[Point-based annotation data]
|---|

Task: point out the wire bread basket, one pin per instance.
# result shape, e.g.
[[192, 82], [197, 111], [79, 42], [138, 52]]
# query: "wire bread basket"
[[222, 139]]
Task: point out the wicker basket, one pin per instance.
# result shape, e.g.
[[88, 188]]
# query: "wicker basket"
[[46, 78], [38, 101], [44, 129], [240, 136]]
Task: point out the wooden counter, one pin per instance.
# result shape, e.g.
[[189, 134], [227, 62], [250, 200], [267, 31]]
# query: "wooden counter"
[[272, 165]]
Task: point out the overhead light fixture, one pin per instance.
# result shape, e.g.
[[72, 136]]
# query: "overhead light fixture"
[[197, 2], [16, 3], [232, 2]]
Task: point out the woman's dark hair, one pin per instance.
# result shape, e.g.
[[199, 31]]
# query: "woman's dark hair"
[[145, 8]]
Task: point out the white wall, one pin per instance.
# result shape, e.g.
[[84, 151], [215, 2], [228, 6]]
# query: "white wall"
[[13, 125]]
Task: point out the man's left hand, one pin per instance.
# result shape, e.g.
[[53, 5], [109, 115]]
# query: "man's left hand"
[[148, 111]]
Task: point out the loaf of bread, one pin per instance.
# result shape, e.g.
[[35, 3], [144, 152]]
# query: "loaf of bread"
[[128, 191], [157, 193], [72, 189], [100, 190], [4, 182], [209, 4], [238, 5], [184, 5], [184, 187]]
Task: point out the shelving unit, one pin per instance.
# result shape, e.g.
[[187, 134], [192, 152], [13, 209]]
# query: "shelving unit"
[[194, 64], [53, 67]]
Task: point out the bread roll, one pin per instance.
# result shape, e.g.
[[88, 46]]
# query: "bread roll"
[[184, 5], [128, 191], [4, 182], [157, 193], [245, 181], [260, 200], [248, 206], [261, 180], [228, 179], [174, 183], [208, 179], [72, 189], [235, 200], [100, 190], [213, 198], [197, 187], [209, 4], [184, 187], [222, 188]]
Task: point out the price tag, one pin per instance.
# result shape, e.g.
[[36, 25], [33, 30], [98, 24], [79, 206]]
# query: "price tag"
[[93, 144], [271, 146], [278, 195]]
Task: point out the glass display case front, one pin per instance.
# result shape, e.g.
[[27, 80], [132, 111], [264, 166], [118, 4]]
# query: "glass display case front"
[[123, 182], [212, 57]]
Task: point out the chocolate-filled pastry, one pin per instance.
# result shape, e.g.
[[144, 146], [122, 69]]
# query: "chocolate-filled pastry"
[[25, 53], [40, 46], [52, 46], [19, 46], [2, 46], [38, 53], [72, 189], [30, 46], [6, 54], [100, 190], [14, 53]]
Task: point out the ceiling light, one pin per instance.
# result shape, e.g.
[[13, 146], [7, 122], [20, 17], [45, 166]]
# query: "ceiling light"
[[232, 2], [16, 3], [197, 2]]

|---|

- **What is needed**: Update all the items above by changing "one pin per instance" to "one point per instance" wherever it appears, and leave every other word and line the same.

- **The completed task**:
Task: point out the wire bread basket, one point per instance.
# result shape, e.g.
[[192, 82], [197, 111], [79, 42], [138, 52]]
# query: "wire bread basket"
[[222, 139]]
Task: point out the wicker basket, one point per instance.
# result shape, e.g.
[[88, 188]]
# query: "wicker basket"
[[46, 78], [38, 101], [44, 129], [240, 136]]
Task: point out the wooden counter, one point per instance.
# result shape, e.g.
[[189, 134], [227, 62], [250, 200], [267, 31]]
# query: "wooden counter"
[[272, 165]]
Task: point out the overhead light fixture, one point per instance.
# result shape, e.g.
[[72, 136]]
# query: "overhead light fixture"
[[197, 2], [16, 3], [232, 2]]
Task: point out the woman's dark hair, one point per instance.
# result shape, e.g.
[[199, 31]]
# query: "woman's dark hair"
[[145, 8]]
Task: point out the white wall, one point per instance.
# result shape, e.g.
[[84, 151], [215, 2], [228, 6]]
# query: "white wall"
[[13, 125]]
Task: point out the man's left hand, one point per instance.
# result shape, e.g.
[[53, 5], [109, 115]]
# query: "man's left hand"
[[148, 111]]
Task: point out the loaf of bread, one point per instance.
# result shape, e.g.
[[35, 3], [144, 152]]
# query: "loaf of bread"
[[128, 191], [157, 193], [72, 189], [100, 190], [4, 182], [209, 4], [238, 5], [184, 5], [184, 187]]
Task: point out the shelving unit, one point per instance.
# result shape, e.g.
[[187, 134], [192, 152], [13, 209]]
# query: "shelving unit"
[[194, 64], [53, 67]]
Task: point out the bread roll, one point per instance.
# result shape, e.g.
[[88, 46]]
# query: "bread roll"
[[184, 5], [128, 191], [4, 182], [157, 193], [245, 181], [260, 200], [248, 206], [261, 180], [228, 179], [174, 183], [208, 179], [72, 189], [235, 200], [100, 190], [213, 198], [197, 187], [209, 4], [184, 187], [222, 188]]
Task: point out the price tag, one point per instance.
# result shape, e.g.
[[36, 25], [33, 30], [98, 24], [79, 206]]
# query: "price tag"
[[93, 144], [271, 146], [278, 195]]
Task: point out the glass display case front, one point per instance.
# result shape, e.g.
[[27, 80], [132, 111], [264, 166], [118, 4]]
# query: "glass display case front"
[[123, 182], [212, 57]]
Task: point out the chocolate-filled pastry, one point per instance.
# result shape, e.g.
[[144, 146], [122, 69]]
# query: "chocolate-filled pastry"
[[25, 53], [40, 46], [52, 46], [19, 46], [2, 46], [38, 53], [72, 189], [30, 46], [6, 54], [100, 190], [14, 53]]
Task: point out the ceiling light, one point per instance.
# result shape, e.g.
[[13, 146], [7, 122], [20, 17], [45, 166]]
# query: "ceiling light"
[[232, 2], [16, 3], [197, 2]]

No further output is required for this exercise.